Do these statements agree with the Friday Frivolity post? (a) Eric Lamaze won three Olympic medals in equestrian events. (b) The Court of Appeal upheld the default judgment against the defendants. (c) Chief Judge Klingensmith dissented from the decision. For each, answer yes or no and quote the deciding words of the post.

• _Page text_:
# # # # #

Friday Frivolity: What Is the Proper Sanction for Lying to the Court About a Brain Tumor?
On Fridays, we try to go a bit lighter, or at least we stretch the boundaries of what counts as contracts law. The case involves the rights to two show horses. The defendants in the case are three corporate entities and Eric Lamaze, a Canadian who won three Olympic medals in equestrian events. Plaintiffs alleged a fraudulent scheme to overcharge for the horses and pocket the difference, as well as an unauthorized sale of one of the horses. Plaintiffs sought to pierce the corporate veils to get to Mr. Lamaze. Plaintiffs alleged that defendants were dissipating the assets and thus sought prejudgment writs of attachment and garnishment, which the trial court granted. Defendants sought to have the writs dissolved on various grounds, including Mr. Lamaze’s claim that he had to travel to Belgium for brain surgery and could not do so as his assets had been frozen.
In February 2023, the trial court heard the defendants’ motion and granted them on grounds not related to Mr. Lamaze’s testimony about his medical condition. Procedural maneuvers occupied the parties until August 10, when another hearing took place. Because there was a pending motion on the dissolution of the writs, that dissolution was stayed pending the re-hearing. At that hearing, Mr. Lamaze’s attorney reported that his client had had successful brain surgery on August 9th. Less than two weeks later, the attorney withdrew, citing irreconcilable differences with his client.
In September, plaintiffs moved to strike defendants’ pleadings and sought other relief because Mr. Lamaze had perpetrated a fraud upon the court. They alleged that Mr. Lamaze had misrepresented his medical condition and had presented a forged letter from a Belgian doctor. Mr. Lamaze conceded that the letter was false, although he had had two surgeries related to throat cancer. He was desperate because his accounts were frozen, and he could barely feed his horses or himself. The trial court allowed Mr. Lamaze’s attorney to withdraw, granted the motions to strike the pleadings, and entered a default judgment in favor of plaintiffs.
In Lamaze v. Guthrie, Florida’s District Court of Appeal for the Fourth Circuit considered Defendants’ appeal. Defendants argued that the default judgment at the same proceeding at which the trial court allowed defendants’ counsel to withdraw amounted to a denial of due process, and the Court of Appeal agreed.
As to the corporate defendants, the Court of Appeal held that the trial court erred in striking their pleadings without giving them sufficient time to find new counsel. Even though they had notice that their attorney was seeking to withdraw, that lawyer had sought a thirty-day continuance that would run from the grant his motion to withdraw. The corporate defendants were entitled to that time.
Unlike his corporate co-defendants, Mr. Lamaze could have chosen to proceed pro se. However, the proper procedure is to stay proceedings to allow a defendant whose attorney has withdrawn to find new counsel. Mr. Lamaze was unrepresented at the hearing that proceeded after his attorney withdrew. At that hearing, plaintiffs’ exhibits were admitted without opposition, even though some of them were hearsay. There was no emergency. Writs remained in place, so no assets were in danger of dissipation. Plaintiffs are not prejudiced by the reinstatement of the case.
Chief Judge Klingensmith concurred to note that, even a serious fraud on the court, such as this one, only merits dismissal of the suit if the fraud goes to the substance of this action. Mr. Lamaze’s fraud did not. He was not engaged in dilatory tactics — he was trying to get a hearing on the writs as soon as possible.

# # # # #

Items from a dataset
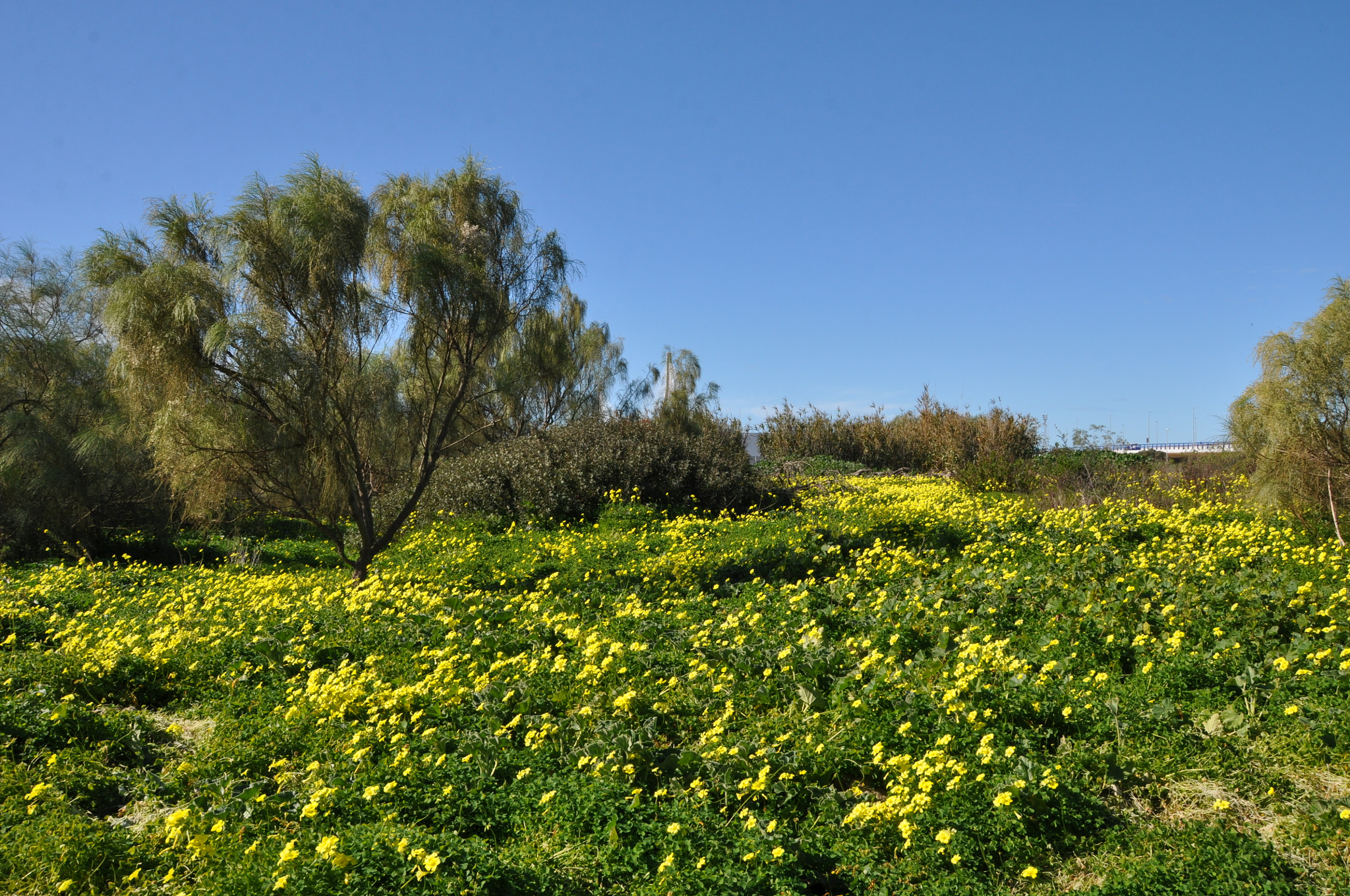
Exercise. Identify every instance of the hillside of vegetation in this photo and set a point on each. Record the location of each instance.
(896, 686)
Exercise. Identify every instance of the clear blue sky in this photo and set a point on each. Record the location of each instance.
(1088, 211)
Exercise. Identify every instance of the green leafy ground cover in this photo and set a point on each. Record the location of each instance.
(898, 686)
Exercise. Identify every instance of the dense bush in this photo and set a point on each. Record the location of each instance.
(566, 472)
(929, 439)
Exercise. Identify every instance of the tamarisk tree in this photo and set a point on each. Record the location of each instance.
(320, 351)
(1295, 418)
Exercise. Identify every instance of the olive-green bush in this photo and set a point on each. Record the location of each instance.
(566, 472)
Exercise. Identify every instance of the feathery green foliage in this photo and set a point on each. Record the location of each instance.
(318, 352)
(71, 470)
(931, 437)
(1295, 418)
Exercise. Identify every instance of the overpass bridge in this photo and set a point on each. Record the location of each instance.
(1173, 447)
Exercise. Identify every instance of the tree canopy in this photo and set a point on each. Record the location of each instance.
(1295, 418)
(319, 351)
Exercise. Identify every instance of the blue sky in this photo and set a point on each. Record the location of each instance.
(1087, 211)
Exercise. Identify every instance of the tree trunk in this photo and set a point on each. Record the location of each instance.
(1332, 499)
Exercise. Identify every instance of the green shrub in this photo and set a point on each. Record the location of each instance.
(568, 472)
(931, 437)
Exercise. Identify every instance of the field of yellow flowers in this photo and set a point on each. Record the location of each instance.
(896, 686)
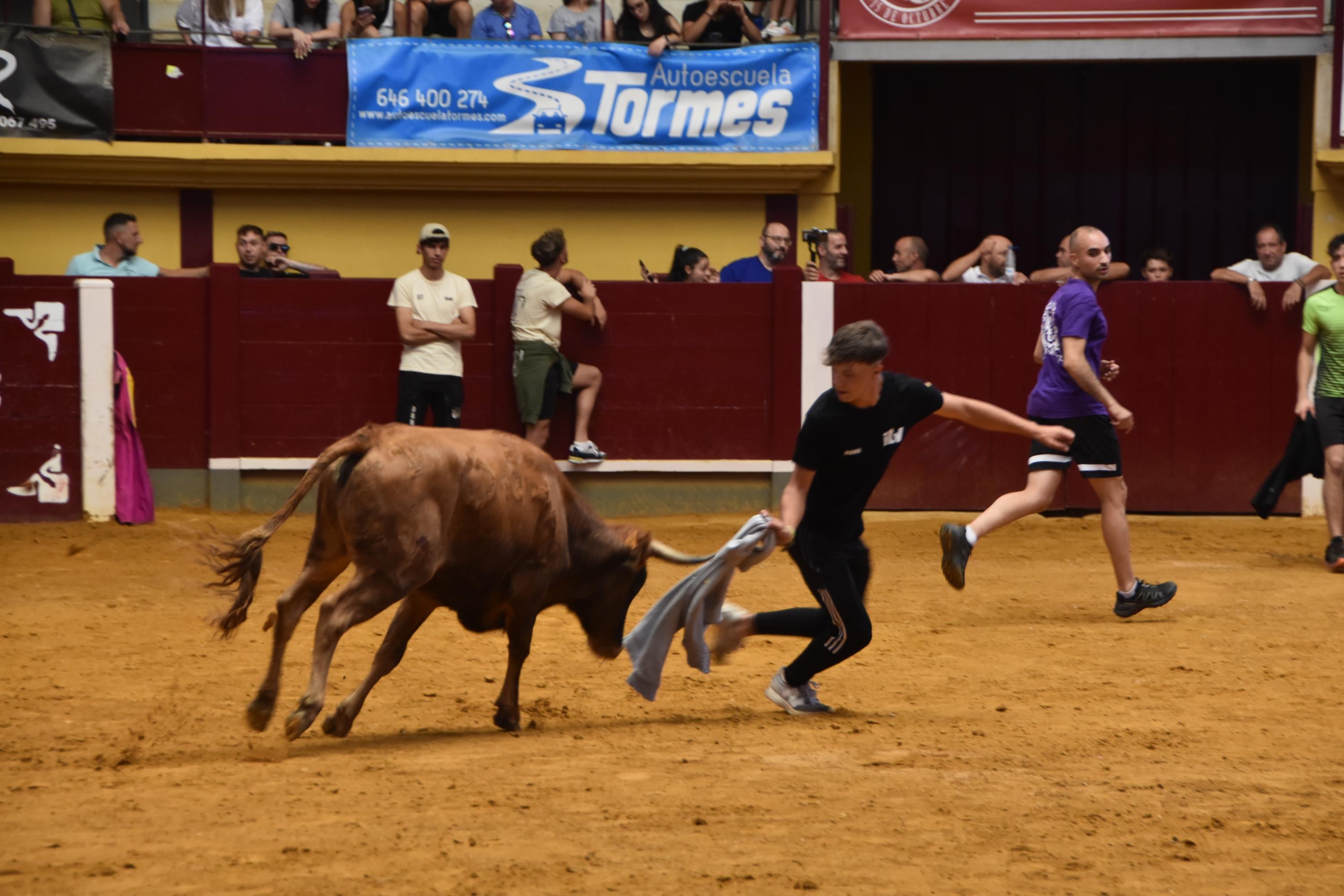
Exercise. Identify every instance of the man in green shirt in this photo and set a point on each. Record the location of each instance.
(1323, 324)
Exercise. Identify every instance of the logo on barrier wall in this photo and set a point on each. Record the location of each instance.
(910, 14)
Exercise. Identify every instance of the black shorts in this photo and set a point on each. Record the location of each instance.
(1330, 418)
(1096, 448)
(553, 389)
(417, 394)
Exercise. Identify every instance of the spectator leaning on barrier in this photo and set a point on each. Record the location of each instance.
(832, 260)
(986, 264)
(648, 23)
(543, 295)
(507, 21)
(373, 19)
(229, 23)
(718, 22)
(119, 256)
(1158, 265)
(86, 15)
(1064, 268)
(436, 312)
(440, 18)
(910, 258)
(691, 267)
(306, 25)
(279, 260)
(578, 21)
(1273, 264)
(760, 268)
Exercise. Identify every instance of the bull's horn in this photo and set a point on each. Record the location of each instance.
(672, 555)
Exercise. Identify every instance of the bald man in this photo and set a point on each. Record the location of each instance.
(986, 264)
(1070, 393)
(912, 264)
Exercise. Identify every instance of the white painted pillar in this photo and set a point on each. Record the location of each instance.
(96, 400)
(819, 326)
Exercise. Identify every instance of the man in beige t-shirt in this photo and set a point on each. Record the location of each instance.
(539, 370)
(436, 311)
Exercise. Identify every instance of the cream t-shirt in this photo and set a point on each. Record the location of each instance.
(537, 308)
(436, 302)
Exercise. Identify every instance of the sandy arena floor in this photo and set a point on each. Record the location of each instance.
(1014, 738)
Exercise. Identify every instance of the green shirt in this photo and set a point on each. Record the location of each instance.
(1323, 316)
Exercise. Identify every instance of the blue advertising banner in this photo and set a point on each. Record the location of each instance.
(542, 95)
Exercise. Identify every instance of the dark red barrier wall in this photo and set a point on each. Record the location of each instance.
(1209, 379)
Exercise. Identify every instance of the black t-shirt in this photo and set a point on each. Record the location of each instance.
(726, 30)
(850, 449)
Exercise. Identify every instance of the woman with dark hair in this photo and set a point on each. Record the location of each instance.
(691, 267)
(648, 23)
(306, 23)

# # # # #

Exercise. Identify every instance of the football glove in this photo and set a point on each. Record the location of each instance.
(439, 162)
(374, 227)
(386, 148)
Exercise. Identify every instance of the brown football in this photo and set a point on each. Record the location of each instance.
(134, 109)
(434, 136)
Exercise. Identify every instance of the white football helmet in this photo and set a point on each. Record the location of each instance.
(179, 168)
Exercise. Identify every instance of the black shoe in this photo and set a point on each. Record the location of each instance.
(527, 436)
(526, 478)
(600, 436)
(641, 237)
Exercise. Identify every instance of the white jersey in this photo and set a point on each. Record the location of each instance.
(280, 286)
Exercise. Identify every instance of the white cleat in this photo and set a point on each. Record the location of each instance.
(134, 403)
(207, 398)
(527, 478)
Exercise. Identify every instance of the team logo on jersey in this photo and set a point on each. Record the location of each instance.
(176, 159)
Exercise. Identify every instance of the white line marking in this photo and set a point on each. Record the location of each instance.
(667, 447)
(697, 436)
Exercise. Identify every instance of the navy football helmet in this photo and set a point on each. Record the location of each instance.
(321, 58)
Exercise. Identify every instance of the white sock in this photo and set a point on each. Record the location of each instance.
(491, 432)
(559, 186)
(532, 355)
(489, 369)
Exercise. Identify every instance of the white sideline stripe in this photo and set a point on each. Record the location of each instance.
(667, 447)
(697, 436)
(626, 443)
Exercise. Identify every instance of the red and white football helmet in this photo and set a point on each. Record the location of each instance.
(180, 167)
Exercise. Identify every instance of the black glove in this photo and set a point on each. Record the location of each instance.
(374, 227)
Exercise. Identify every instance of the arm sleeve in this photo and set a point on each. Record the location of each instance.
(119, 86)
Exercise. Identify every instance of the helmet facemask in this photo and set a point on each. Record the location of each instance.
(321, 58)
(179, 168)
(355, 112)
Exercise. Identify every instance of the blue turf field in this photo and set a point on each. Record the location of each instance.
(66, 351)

# # # # #

• _Solution below_:
(a) Yes: "a Canadian who won three Olympic medals in equestrian events"
(b) No: "amounted to a denial of due process, and the Court of Appeal agreed"
(c) No: "Chief Judge Klingensmith concurred"